• What needs to be done: Transcribe the passage of the essay on faith communities and government policy, starting at "Religious leaders can" and ending at "abuses cited above.".

Frequently lost in the political battles are the moral issues that get raised only incidentally by politicians or NGOs. By and large, the voice of faith communities is silent.
With his best-selling The Third Reconstruction: How a Moral Movement is Overcoming the Politics of Division and Fear, the Rev. William Barber has shown that the evils in government policies can be effectively opposed on moral grounds. His hugely successful “Moral Monday” protests in North Carolina have inspired the deeply moral anti-racist, anti-poverty, pro-justice local movements that are now underway in several states.
That faith community leaders are driving such a movement reflects a spiritual value that all major religions have in common: love of neighbor.
Yet most Christian, Jewish and Muslim organizations have yet to recognize their collective potential to resist malevolent government policies based on white nationalism, racism or anti-Islamic sentiments.
The most immoral and hurtful policies today concern immigration and racial discrimination. Federal policies that deny refugees their right to asylum, separate children from their parents, remove immigrants from their families or hold children in makeshift desert prisons cry out for justice. By the same token, federal or state policies that impair the civil rights of African-Americans through mass incarceration, housing discrimination and police brutality can be attacked on moral grounds.
So what can a faith community do?
Religious leaders can make a difference by educating and motivating their congregations and by collaborating with other organizations that seek justice. Here are some examples:
Educate. Most local religious groups tend to look inward. They promote goodness within their particular community, but they rarely look outward. State or federal government policies, even those that strike at basic spiritual values, are usually seen as off limits for religious action.
Members of congregations often fail to see the link between their spiritual beliefs and what is being done in their name politically. Thus the first action step would be for pastors, rabbis and imams to expose malevolent policies that oppress our ”neighbor,” whether foreigner or person of color. The policies that most warrant immediate exposure are the immigration and racial abuses cited above.

• Entries provided:
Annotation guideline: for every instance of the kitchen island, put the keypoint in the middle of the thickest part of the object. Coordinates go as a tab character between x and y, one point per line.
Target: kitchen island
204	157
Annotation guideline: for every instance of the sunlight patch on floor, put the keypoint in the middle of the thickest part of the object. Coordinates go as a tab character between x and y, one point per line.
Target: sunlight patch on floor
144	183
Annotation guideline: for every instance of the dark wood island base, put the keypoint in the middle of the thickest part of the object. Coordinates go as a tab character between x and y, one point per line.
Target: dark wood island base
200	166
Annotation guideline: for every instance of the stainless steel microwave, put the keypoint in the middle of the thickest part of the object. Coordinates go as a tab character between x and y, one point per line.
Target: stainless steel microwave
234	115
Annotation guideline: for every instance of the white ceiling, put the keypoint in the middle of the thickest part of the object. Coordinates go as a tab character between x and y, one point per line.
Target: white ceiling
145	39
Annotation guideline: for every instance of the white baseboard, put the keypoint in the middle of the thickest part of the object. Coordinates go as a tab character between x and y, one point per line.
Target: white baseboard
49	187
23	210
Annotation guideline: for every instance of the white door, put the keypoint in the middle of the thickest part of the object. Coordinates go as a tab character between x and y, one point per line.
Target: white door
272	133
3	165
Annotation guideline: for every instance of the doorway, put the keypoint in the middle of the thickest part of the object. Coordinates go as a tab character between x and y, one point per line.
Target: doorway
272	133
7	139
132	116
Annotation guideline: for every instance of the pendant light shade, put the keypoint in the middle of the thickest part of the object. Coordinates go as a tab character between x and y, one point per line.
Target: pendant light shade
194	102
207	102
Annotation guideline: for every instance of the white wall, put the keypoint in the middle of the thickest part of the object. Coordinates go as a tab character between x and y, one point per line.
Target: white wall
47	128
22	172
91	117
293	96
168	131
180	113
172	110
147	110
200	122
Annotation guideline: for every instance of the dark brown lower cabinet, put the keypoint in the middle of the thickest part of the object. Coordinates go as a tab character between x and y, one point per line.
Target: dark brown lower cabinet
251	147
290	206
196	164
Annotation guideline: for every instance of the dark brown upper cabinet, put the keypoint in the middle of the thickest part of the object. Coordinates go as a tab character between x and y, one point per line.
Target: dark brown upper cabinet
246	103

• Response:
Religious leaders can make a difference by educating and motivating their congregations and by collaborating with other organizations that seek justice. Here are some examples:
Educate. Most local religious groups tend to look inward. They promote goodness within their particular community, but they rarely look outward. State or federal government policies, even those that strike at basic spiritual values, are usually seen as off limits for religious action.
Members of congregations often fail to see the link between their spiritual beliefs and what is being done in their name politically. Thus the first action step would be for pastors, rabbis and imams to expose malevolent policies that oppress our ”neighbor,” whether foreigner or person of color. The policies that most warrant immediate exposure are the immigration and racial abuses cited above.